Prompt:
Each entry below is to be extracted exactly.

***

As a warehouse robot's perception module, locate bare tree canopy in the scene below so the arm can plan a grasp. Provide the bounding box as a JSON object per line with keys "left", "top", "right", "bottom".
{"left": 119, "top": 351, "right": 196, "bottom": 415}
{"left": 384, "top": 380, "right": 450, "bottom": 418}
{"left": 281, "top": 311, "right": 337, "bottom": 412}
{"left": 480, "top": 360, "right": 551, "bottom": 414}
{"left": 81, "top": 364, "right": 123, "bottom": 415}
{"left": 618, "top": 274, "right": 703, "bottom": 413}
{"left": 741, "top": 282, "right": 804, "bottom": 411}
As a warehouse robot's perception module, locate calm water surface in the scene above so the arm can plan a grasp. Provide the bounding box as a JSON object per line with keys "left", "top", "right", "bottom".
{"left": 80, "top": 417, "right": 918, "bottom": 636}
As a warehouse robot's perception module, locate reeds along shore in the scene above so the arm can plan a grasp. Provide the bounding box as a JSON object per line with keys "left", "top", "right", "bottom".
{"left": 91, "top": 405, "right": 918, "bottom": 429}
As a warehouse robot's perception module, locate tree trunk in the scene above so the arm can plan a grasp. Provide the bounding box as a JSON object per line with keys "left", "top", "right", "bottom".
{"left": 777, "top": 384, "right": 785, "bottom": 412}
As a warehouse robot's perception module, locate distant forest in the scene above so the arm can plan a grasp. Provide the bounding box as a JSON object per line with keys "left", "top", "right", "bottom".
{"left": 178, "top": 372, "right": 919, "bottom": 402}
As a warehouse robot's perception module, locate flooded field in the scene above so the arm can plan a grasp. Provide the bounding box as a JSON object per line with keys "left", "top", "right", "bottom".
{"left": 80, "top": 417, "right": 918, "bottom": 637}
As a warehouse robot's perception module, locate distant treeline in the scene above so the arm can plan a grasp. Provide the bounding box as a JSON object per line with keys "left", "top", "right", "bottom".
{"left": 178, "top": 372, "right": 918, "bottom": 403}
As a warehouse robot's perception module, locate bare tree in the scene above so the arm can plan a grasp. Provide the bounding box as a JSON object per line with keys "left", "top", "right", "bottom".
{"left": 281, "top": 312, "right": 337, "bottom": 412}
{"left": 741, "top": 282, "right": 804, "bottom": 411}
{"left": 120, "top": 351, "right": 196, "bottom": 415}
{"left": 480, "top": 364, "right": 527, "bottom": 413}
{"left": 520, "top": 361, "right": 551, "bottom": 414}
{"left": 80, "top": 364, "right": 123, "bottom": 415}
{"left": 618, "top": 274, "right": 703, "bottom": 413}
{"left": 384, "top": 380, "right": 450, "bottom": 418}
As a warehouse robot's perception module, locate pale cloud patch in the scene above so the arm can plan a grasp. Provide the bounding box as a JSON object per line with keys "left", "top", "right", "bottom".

***

Output of the exercise:
As a warehouse robot's perception module, locate bare tree canopy in the scene below so the arm can plan a grasp. Provide the bounding box as a JSON object per line with keys "left", "top", "right", "bottom".
{"left": 119, "top": 351, "right": 196, "bottom": 415}
{"left": 384, "top": 380, "right": 450, "bottom": 418}
{"left": 281, "top": 311, "right": 337, "bottom": 412}
{"left": 480, "top": 360, "right": 551, "bottom": 414}
{"left": 81, "top": 364, "right": 123, "bottom": 415}
{"left": 618, "top": 274, "right": 703, "bottom": 413}
{"left": 741, "top": 282, "right": 804, "bottom": 411}
As a warehouse robot's perception module, locate calm water surface in the scene above so the arm can plan a grasp. Provide the bounding box as a JSON object per line with keys "left", "top", "right", "bottom".
{"left": 80, "top": 417, "right": 918, "bottom": 636}
As a warehouse robot's perception module, locate reeds along shore in the scene above so the arm can plan a grasp. Provide the bounding box as a JSON object per line with keys "left", "top", "right", "bottom".
{"left": 91, "top": 405, "right": 918, "bottom": 429}
As a warehouse robot's perception module, locate tree trunk in the scene above so the arm can plan a grasp. Provide the bounding box as a JSON object per line with keys "left", "top", "right", "bottom".
{"left": 777, "top": 384, "right": 785, "bottom": 412}
As a warehouse robot's perception module, locate distant forest in the scene above so the arm can plan a grasp. Provide the bounding box as a JSON object per line with keys "left", "top", "right", "bottom".
{"left": 178, "top": 372, "right": 919, "bottom": 402}
As a warehouse robot's perception module, locate flooded field in the scene above so the arm can plan a grasp. Provide the bounding box as a JSON object per line with keys "left", "top", "right", "bottom".
{"left": 80, "top": 417, "right": 918, "bottom": 637}
As a warehouse robot's perception module, locate distant treeline in the scene above so the arm can plan a grasp. Provide the bounding box as a JSON object per line with keys "left", "top", "right", "bottom".
{"left": 178, "top": 372, "right": 918, "bottom": 403}
As a warehouse robot's perception module, locate bare tree in the scene above so the arm can plan a grasp. Provide the bounding box as a JSON object per line with keys "left", "top", "right", "bottom".
{"left": 281, "top": 312, "right": 337, "bottom": 412}
{"left": 741, "top": 282, "right": 804, "bottom": 411}
{"left": 120, "top": 351, "right": 196, "bottom": 415}
{"left": 480, "top": 364, "right": 527, "bottom": 413}
{"left": 520, "top": 361, "right": 551, "bottom": 414}
{"left": 80, "top": 364, "right": 123, "bottom": 415}
{"left": 618, "top": 274, "right": 703, "bottom": 413}
{"left": 384, "top": 380, "right": 450, "bottom": 418}
As a warehouse robot's perception module, locate pale cloud patch in the scene above so the arm can plan a grasp. Provide the bounding box as a JSON object per line with keys "left", "top", "right", "bottom".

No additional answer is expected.